The exercise :: Return every line of the items below that contains the string "gray", with case counting.

---

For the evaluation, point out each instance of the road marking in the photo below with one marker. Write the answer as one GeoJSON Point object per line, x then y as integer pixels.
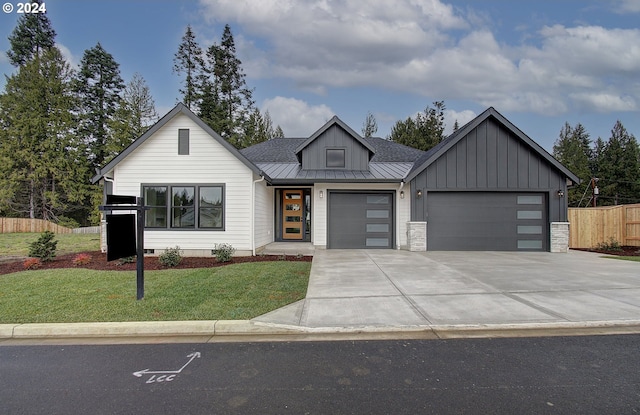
{"type": "Point", "coordinates": [166, 375]}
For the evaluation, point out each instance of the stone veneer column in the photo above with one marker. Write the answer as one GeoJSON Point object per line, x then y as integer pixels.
{"type": "Point", "coordinates": [560, 237]}
{"type": "Point", "coordinates": [417, 236]}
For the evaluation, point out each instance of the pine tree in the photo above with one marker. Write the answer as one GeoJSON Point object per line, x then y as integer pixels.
{"type": "Point", "coordinates": [425, 132]}
{"type": "Point", "coordinates": [370, 126]}
{"type": "Point", "coordinates": [227, 101]}
{"type": "Point", "coordinates": [278, 133]}
{"type": "Point", "coordinates": [32, 36]}
{"type": "Point", "coordinates": [42, 169]}
{"type": "Point", "coordinates": [188, 60]}
{"type": "Point", "coordinates": [573, 150]}
{"type": "Point", "coordinates": [619, 168]}
{"type": "Point", "coordinates": [135, 114]}
{"type": "Point", "coordinates": [98, 85]}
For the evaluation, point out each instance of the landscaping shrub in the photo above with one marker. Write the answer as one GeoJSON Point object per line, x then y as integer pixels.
{"type": "Point", "coordinates": [44, 247]}
{"type": "Point", "coordinates": [171, 257]}
{"type": "Point", "coordinates": [81, 259]}
{"type": "Point", "coordinates": [223, 252]}
{"type": "Point", "coordinates": [32, 263]}
{"type": "Point", "coordinates": [612, 245]}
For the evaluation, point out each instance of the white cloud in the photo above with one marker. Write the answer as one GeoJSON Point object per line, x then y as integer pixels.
{"type": "Point", "coordinates": [429, 48]}
{"type": "Point", "coordinates": [296, 118]}
{"type": "Point", "coordinates": [68, 56]}
{"type": "Point", "coordinates": [628, 6]}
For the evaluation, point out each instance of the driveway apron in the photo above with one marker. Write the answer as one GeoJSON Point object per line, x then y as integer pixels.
{"type": "Point", "coordinates": [388, 288]}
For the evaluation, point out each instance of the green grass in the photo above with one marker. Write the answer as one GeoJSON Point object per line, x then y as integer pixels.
{"type": "Point", "coordinates": [240, 291]}
{"type": "Point", "coordinates": [68, 243]}
{"type": "Point", "coordinates": [624, 258]}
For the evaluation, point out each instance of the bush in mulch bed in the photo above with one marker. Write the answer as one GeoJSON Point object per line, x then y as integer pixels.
{"type": "Point", "coordinates": [98, 261]}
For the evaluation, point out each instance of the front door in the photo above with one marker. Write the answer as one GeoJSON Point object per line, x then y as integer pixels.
{"type": "Point", "coordinates": [292, 214]}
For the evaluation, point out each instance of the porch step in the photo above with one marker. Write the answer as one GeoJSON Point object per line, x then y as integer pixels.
{"type": "Point", "coordinates": [288, 248]}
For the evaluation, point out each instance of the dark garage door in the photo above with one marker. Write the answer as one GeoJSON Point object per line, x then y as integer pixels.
{"type": "Point", "coordinates": [360, 220]}
{"type": "Point", "coordinates": [474, 221]}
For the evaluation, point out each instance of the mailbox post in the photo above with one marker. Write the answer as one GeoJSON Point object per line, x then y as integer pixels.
{"type": "Point", "coordinates": [127, 236]}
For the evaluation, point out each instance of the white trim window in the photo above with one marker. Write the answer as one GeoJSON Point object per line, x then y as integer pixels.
{"type": "Point", "coordinates": [184, 206]}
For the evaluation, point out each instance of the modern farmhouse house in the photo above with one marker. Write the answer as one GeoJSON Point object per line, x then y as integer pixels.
{"type": "Point", "coordinates": [488, 186]}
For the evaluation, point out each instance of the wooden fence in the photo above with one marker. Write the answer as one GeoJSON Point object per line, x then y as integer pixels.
{"type": "Point", "coordinates": [11, 225]}
{"type": "Point", "coordinates": [591, 226]}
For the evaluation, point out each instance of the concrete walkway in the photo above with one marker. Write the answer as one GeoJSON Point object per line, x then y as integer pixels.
{"type": "Point", "coordinates": [401, 289]}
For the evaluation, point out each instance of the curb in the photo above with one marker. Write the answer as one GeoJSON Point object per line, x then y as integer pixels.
{"type": "Point", "coordinates": [222, 328]}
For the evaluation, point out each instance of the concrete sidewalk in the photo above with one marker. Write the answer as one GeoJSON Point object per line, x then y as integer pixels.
{"type": "Point", "coordinates": [401, 294]}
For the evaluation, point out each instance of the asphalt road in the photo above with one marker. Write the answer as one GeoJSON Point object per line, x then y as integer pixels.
{"type": "Point", "coordinates": [552, 375]}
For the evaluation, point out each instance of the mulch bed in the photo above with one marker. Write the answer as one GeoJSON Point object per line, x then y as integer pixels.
{"type": "Point", "coordinates": [625, 251]}
{"type": "Point", "coordinates": [98, 261]}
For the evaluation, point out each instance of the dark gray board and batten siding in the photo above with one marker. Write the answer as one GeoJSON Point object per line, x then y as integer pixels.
{"type": "Point", "coordinates": [491, 158]}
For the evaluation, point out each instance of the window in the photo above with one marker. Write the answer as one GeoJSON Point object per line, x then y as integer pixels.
{"type": "Point", "coordinates": [155, 197]}
{"type": "Point", "coordinates": [186, 206]}
{"type": "Point", "coordinates": [183, 142]}
{"type": "Point", "coordinates": [335, 157]}
{"type": "Point", "coordinates": [183, 213]}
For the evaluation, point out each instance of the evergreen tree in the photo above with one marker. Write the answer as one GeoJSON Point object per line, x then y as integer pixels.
{"type": "Point", "coordinates": [573, 150]}
{"type": "Point", "coordinates": [136, 112]}
{"type": "Point", "coordinates": [188, 60]}
{"type": "Point", "coordinates": [370, 126]}
{"type": "Point", "coordinates": [42, 168]}
{"type": "Point", "coordinates": [227, 102]}
{"type": "Point", "coordinates": [423, 133]}
{"type": "Point", "coordinates": [619, 168]}
{"type": "Point", "coordinates": [32, 36]}
{"type": "Point", "coordinates": [98, 85]}
{"type": "Point", "coordinates": [278, 133]}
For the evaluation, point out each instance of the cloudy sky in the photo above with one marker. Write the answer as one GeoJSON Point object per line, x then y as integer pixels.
{"type": "Point", "coordinates": [540, 63]}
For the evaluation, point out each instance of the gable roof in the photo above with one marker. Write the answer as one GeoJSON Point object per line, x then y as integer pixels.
{"type": "Point", "coordinates": [278, 159]}
{"type": "Point", "coordinates": [436, 152]}
{"type": "Point", "coordinates": [180, 108]}
{"type": "Point", "coordinates": [334, 121]}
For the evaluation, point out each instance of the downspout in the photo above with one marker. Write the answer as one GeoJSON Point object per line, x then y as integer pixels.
{"type": "Point", "coordinates": [398, 216]}
{"type": "Point", "coordinates": [253, 212]}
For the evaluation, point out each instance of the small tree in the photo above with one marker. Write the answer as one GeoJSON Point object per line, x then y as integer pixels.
{"type": "Point", "coordinates": [44, 248]}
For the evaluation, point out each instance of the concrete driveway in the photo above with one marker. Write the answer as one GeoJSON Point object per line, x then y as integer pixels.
{"type": "Point", "coordinates": [400, 289]}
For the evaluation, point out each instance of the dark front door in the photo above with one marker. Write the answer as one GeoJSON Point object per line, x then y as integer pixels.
{"type": "Point", "coordinates": [293, 215]}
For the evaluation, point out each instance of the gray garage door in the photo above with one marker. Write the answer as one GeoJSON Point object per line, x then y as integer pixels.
{"type": "Point", "coordinates": [360, 220]}
{"type": "Point", "coordinates": [473, 221]}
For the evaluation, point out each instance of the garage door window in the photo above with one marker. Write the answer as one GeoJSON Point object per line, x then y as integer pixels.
{"type": "Point", "coordinates": [377, 242]}
{"type": "Point", "coordinates": [530, 200]}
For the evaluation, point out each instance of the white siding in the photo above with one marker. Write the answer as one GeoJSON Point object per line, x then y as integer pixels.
{"type": "Point", "coordinates": [319, 215]}
{"type": "Point", "coordinates": [156, 161]}
{"type": "Point", "coordinates": [264, 220]}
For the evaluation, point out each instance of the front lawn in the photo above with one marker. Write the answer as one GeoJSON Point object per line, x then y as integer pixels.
{"type": "Point", "coordinates": [233, 292]}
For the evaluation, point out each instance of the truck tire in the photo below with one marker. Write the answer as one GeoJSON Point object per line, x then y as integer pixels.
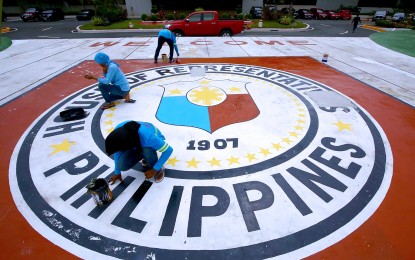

---

Full response ::
For the evaluation, point out each instance of the dark gray board and batten siding in the photo above with one marker. Write the answer as one GeoJSON Point object per line, x then y as integer pixels.
For the evaluation, point out each instance of the gray garage door in the photo above with one marker. Write the answer as one GeoJSON Point object per line, x then y as integer pixels.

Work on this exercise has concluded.